* **Given instruction a**:
Print the records below word for word, starting at their first line and ending at the line that contains "ask: trace the outline of every instance of the unopened".

* **Source text**:
━━━━━━━━━━━━━━━━━━━━
# *** Big thumbs up 4 Johnson's baby bath! ***



## qooqiiu (Oct 12, 2007)

Big thanks to Yellow TT for suggesting this unusal product, i found it works great. Lathers up far better than Auto -Glym what i was using previous. the Johnson's seemed to provide a good base on which to apply the Megs Tech wax to! I'm a total convert. (Sorry about the crap quality pics, taken in a hurry).


----------



## 225 TTC (Jan 26, 2007)

i find with this u dont get many water marks either, especialy in summer as it drys to quick for u to microfiber! when i first heard of this i thought WTF! [smiley=dude.gif]


----------



## DavidUK (Oct 12, 2007)

Maybe one could use both,ie the baby bath AND a shampoo?


----------



## YELLOW_TT (Feb 25, 2004)

qooqiiu said:


> Big thanks to Yellow TT for suggesting this unusal product, i found it works great. Lathers up far better than Auto -Glym what i was using previous. the Johnson's seemed to provide a good base on which to apply the Megs Tech wax to! I'm a total convert. (Sorry about the crap quality pics, taken in a hurry).


Thanks for the thanks  but I cant take full credit as I got the heads up from Dave AKA Jack-in-a-Box


----------



## PDW (Jul 6, 2007)

Just washed the car in Johnson's Baby Bath - fantastic result. 

Previously using Autoglym Shampoo. I am certain that Johnson's is better and considerably cheaper. 

Thanks to the TT Forum for all your help and advice in 2007 and best wishes to you all for 2008.
━━━━━━━━━━━━━━━━━━━━
(Labeling and segmentation records)
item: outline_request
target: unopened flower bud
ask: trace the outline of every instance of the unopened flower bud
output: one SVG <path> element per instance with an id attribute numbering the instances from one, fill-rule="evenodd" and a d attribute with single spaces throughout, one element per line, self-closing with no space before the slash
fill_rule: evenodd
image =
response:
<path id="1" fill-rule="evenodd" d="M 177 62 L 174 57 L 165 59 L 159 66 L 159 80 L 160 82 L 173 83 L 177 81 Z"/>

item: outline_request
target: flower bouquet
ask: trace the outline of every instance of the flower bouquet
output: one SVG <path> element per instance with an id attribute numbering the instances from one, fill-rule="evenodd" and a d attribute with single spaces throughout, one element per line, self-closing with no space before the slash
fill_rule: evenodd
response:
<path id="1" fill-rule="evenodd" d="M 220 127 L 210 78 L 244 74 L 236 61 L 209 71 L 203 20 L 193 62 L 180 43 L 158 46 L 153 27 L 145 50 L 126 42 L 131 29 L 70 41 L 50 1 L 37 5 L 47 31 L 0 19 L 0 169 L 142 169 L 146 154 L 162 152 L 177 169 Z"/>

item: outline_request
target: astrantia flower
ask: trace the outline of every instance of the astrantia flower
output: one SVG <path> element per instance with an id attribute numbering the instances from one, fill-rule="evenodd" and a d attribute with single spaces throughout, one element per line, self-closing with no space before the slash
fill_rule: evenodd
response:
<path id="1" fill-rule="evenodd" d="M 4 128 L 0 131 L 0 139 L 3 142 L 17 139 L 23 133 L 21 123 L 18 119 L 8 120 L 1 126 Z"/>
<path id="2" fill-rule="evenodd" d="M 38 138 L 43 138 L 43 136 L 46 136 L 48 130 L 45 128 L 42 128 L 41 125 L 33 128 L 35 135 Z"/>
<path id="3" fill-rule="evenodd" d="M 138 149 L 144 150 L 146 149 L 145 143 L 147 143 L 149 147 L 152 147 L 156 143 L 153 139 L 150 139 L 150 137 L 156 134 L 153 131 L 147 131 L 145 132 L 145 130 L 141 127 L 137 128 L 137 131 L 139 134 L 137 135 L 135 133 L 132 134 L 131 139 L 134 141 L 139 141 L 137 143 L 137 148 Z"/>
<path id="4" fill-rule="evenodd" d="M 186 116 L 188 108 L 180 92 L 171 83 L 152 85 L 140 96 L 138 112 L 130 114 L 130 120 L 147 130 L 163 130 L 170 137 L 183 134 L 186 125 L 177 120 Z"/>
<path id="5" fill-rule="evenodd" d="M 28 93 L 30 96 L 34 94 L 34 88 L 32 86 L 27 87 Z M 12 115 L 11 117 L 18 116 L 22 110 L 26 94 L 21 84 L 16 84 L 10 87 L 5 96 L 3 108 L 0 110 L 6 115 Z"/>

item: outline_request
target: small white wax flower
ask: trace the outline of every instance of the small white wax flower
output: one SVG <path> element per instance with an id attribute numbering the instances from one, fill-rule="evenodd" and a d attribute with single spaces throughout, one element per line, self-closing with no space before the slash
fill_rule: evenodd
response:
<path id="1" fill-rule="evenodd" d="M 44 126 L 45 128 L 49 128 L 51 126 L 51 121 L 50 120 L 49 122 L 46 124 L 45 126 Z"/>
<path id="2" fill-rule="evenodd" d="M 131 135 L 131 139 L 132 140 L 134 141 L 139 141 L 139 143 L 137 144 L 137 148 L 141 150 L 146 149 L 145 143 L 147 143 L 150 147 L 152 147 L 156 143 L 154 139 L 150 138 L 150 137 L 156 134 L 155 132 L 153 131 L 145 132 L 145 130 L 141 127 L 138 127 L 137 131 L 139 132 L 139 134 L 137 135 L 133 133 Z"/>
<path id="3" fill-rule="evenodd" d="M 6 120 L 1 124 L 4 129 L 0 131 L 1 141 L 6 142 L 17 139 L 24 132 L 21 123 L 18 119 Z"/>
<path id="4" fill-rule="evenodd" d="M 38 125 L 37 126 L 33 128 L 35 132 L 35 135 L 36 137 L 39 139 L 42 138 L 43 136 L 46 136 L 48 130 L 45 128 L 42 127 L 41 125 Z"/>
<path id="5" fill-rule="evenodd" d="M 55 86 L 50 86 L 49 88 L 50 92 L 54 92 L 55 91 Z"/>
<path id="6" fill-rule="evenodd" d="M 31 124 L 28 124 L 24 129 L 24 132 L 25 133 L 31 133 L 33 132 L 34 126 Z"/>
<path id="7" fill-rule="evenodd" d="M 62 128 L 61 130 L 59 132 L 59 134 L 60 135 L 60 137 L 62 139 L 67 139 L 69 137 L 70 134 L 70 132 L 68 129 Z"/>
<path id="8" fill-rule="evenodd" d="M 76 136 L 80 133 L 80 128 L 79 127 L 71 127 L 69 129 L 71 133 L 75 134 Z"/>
━━━━━━━━━━━━━━━━━━━━
* **Given instruction b**:
From the Johnson's Baby Bath thread above, output the passage verbatim, starting at "Previously using Autoglym" and ending at "all for 2008.".

* **Result a**:
item: outline_request
target: unopened flower bud
ask: trace the outline of every instance of the unopened flower bud

* **Result b**:
Previously using Autoglym Shampoo. I am certain that Johnson's is better and considerably cheaper. 

Thanks to the TT Forum for all your help and advice in 2007 and best wishes to you all for 2008.